##### PROVIDED MATERIAL #####

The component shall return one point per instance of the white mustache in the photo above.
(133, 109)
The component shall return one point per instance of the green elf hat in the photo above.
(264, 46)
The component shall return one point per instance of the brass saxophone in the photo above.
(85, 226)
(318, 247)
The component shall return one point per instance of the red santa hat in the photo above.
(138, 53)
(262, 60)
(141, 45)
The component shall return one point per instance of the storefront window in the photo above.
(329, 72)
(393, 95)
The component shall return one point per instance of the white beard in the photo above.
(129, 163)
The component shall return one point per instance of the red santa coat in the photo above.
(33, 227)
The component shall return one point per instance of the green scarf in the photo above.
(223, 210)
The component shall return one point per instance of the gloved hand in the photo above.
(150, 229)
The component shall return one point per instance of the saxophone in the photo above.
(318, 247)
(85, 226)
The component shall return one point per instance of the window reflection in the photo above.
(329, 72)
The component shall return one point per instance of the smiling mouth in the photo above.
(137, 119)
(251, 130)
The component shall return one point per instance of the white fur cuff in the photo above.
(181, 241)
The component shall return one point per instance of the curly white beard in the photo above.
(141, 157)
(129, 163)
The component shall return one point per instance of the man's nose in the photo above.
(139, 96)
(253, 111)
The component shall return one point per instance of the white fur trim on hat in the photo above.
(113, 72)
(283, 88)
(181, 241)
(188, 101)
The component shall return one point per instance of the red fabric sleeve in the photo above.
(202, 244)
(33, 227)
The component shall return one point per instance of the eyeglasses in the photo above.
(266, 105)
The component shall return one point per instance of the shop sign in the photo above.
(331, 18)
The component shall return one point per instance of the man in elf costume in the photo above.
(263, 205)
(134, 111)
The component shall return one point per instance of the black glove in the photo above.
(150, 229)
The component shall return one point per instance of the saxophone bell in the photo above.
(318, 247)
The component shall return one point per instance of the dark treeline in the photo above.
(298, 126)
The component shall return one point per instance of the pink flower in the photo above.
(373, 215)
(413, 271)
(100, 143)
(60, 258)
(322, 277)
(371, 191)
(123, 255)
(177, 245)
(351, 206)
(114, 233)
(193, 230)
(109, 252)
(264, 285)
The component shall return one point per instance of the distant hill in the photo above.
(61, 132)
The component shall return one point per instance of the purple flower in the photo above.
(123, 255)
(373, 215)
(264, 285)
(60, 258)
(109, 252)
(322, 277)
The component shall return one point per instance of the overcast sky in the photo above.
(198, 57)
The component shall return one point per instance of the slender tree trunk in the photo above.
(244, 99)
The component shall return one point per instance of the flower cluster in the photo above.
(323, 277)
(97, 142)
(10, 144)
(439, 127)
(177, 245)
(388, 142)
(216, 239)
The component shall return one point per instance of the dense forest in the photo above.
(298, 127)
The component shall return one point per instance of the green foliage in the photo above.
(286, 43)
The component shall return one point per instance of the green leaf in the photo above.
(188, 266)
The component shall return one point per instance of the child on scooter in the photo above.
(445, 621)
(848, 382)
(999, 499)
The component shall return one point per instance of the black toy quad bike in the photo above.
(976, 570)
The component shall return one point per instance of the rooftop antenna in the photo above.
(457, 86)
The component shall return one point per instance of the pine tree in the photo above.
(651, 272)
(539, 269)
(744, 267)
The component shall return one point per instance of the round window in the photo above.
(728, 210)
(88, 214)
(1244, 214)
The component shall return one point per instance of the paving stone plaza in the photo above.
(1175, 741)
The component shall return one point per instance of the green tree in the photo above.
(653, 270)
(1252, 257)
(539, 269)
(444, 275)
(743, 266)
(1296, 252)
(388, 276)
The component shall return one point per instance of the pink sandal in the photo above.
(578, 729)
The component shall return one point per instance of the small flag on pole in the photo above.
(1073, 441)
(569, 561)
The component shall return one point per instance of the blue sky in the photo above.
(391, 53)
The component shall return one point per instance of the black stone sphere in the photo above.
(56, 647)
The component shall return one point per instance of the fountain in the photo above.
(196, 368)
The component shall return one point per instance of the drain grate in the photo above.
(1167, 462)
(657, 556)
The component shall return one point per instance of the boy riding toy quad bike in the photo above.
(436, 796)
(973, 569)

#####

_WHAT IS NEEDED_
All of the material above should be set down again, unaltered.

_TASK RESULT_
The component shall return one point per instance of the white mustache in the photo above.
(133, 109)
The component shall return one point per instance of the green elf hat in the photo above.
(264, 46)
The component shall return one point per instance of the brass saxophone in the photo above.
(85, 226)
(318, 247)
The component shall return one point per instance of the red santa hat in the photo above.
(138, 53)
(262, 60)
(141, 45)
The component shall return one point per instance of the storefront window in the photo above.
(329, 72)
(393, 95)
The component shall return one point per instance of the white beard in the photo above.
(129, 163)
The component shall return one point per instance of the red santa coat in the photo above.
(33, 227)
The component shall return one point per instance of the green scarf in the photo above.
(223, 210)
The component shall return one point per instance of the gloved hand in the photo above.
(150, 229)
The component shall return one point per instance of the saxophone in the photo above.
(318, 247)
(85, 226)
The component shall return one point per instance of the window reflection in the photo above.
(329, 72)
The component shall return one point per instance of the smiling mouth in the photo above.
(137, 119)
(251, 130)
The component shall return one point per instance of the white fur cuff in the photo above.
(181, 241)
The component shall return one point per instance of the curly white beard in the photo above.
(141, 157)
(129, 163)
The component shall return one point per instance of the man's nose in the photo above.
(139, 96)
(253, 111)
The component shall return one point per instance of the white fur trim on hat in the photo above.
(113, 72)
(283, 88)
(181, 241)
(188, 101)
The component shall return one point per instance of the red fabric sleeve in the photo above.
(202, 244)
(33, 227)
The component shall return one point per instance of the eyeglasses in the photo above.
(266, 105)
The component shall return one point per instance of the shop sign in the photo above.
(331, 18)
The component shall return one point per instance of the man in elf costume in the photo above.
(263, 205)
(134, 111)
The component shall return one point per instance of the black glove in the photo above.
(150, 229)
The component shall return one point per instance of the saxophone bell in the photo above.
(318, 247)
The component shall return one point per instance of the dark treeline in the photo above.
(298, 126)
The component shall return one point per instance of the pink flower in the photo above.
(373, 215)
(413, 271)
(100, 143)
(60, 258)
(322, 277)
(371, 191)
(123, 255)
(177, 245)
(351, 206)
(114, 233)
(193, 230)
(109, 252)
(264, 285)
The component shall return one point per instance of the distant hill in the photo above.
(61, 132)
The component shall return one point per instance of the purple flower in the photo above.
(123, 255)
(373, 215)
(264, 285)
(60, 258)
(109, 252)
(322, 277)
The component shall return one point per instance of the overcast sky in the photo above.
(198, 57)
The component shall return one point per instance of the slender tree trunk in the photo above.
(244, 99)
The component shall return one point per instance of the flower cluster in the photo above.
(323, 277)
(97, 142)
(10, 144)
(439, 127)
(177, 245)
(388, 142)
(216, 239)
The component shall return one point per instance of the dense forest in the photo above.
(298, 127)
The component shall return one point per instance of the green foliage in the photo above.
(286, 43)
The component shall return one point per instance of the green leaf in the photo above.
(188, 266)
The component shall return one point per instance of the child on scooter in the photo above.
(445, 621)
(848, 382)
(999, 499)
The component shall return one point per instance of the black toy quad bike in the photo above.
(976, 570)
The component shall return one point per instance of the rooftop antenna in the photo above.
(457, 86)
The component shall return one point per instance of the pine tree in the photo above.
(651, 272)
(539, 269)
(744, 267)
The component shall return one point per instance of the round window in the photo above.
(728, 210)
(88, 214)
(1244, 214)
The component shall return one point per instance of the paving stone plaza in the photo above.
(1175, 741)
The component shall return one point per instance of the green tree in the photo above.
(653, 270)
(1252, 257)
(539, 269)
(444, 275)
(743, 266)
(1296, 252)
(388, 276)
The component shall return one point per instance of the pink sandal in the photo above.
(578, 729)
The component shall return one point per instance of the small flag on pole in the photo above.
(1073, 441)
(569, 561)
The component shall return one point per instance of the blue sky in the photo above.
(391, 53)
The component shall return one point per instance of the black stone sphere in the photo above.
(56, 647)
The component shall return one point per instance of the fountain in the photo above.
(196, 368)
The component shall return one point per instance of the drain grate in the photo above.
(1167, 462)
(657, 556)
The component shall return one point per instance of the boy riding toy quad bike in the photo above.
(436, 796)
(973, 569)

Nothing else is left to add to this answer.